# Text Summarization - Luhn algorithm

- https://courses.ischool.berkeley.edu/i256/f06/papers/luhn58.pdf

# Preparing the environment

In [None]:
import re
import nltk
import string
import heapq

In [None]:
nltk.download('punkt')

In [None]:
nltk.download('stopwords')

In [None]:
original_text = """Artificial intelligence is human like intelligence machines. 
                   It is the study of intelligent artificial agents. 
                   Science and engineering to produce intelligent machines. 
                   Solve problems and have intelligence. 
                   Related to intelligent behavior machines. 
                   Developing of reasoning machines. 
                   Learn from mistakes and successes. 
                   Artificial intelligence is related to reasoning in everyday situations."""
original_text = re.sub(r'\s+', ' ', original_text)
original_text

In [None]:
stopwords = nltk.corpus.stopwords.words('english')
print(stopwords)

In [None]:
stopwords.append('explanation')

In [None]:
print(stopwords)

In [None]:
def preprocess(text):
  formatted_text = text.lower()
  tokens = []
  for token in nltk.word_tokenize(formatted_text):
    tokens.append(token)
  tokens = [word for word in tokens if word not in stopwords and word not in string.punctuation]
  formatted_text = ' '.join(element for element in tokens)

  return formatted_text

In [None]:
formatted_text = preprocess(original_text)
formatted_text

# Function to calculate sentences score

In [None]:
def calculate_sentences_score(sentences, important_words, distance):
  scores = []
  sentence_index = 0

  for sentence in [nltk.word_tokenize(sentence) for sentence in sentences]:
    #print('------------')

####################

▶ **Directions**:
1: Answer these questions about the summarization notebook:
(a) Which two NLTK resources does it download?
(b) What word does it append to the stopword list?
(c) What three parameters does the function calculate_sentences_score take?
2: In the summarization notebook, rename "reasoning" to "logical thinking" wherever it appears from "Solve problems and" up to and including "stopwords.append('explanation')", and write out that passage again.
The entries come from a source separate from the summarization notebook.

####################

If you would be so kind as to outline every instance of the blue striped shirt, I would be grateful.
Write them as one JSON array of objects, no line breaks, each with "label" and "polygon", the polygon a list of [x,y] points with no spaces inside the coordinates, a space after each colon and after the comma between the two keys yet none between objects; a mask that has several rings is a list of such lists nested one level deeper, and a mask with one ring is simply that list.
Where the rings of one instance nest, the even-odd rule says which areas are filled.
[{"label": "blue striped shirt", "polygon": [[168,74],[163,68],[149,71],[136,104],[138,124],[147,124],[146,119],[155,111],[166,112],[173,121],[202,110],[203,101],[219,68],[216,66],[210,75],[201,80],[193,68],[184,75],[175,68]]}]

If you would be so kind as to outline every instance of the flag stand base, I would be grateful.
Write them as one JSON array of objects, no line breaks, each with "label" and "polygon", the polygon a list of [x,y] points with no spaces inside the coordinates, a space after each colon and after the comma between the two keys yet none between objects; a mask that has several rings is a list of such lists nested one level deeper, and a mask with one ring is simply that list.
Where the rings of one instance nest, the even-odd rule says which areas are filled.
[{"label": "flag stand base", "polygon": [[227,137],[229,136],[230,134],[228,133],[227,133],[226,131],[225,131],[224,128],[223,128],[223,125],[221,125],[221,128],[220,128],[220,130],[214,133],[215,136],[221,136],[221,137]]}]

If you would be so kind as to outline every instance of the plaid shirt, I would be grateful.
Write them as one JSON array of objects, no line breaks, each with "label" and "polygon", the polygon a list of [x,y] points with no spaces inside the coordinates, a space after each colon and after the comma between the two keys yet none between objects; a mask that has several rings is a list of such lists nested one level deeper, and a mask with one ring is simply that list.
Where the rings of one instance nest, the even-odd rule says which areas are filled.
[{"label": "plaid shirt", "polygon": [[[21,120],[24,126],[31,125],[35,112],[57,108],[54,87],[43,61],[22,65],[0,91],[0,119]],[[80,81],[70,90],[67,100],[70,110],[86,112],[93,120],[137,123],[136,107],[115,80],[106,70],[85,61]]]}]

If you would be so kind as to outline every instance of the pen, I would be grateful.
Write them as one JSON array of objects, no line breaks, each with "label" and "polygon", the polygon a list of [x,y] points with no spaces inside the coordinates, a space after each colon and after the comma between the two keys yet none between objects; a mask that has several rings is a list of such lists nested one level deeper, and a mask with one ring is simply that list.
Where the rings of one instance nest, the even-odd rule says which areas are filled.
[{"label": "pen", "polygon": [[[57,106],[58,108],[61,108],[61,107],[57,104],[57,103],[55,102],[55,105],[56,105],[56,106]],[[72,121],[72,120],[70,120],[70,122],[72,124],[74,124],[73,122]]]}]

####################

▶ **Answers for the exercise**:
1:
(a) punkt and stopwords
(b) explanation
(c) sentences, important_words, and distance

2:
Solve problems and have intelligence. 
                   Related to intelligent behavior machines. 
                   Developing of logical thinking machines. 
                   Learn from mistakes and successes. 
                   Artificial intelligence is related to logical thinking in everyday situations."""
original_text = re.sub(r'\s+', ' ', original_text)
original_text

In [None]:
stopwords = nltk.corpus.stopwords.words('english')
print(stopwords)

In [None]:
stopwords.append('explanation')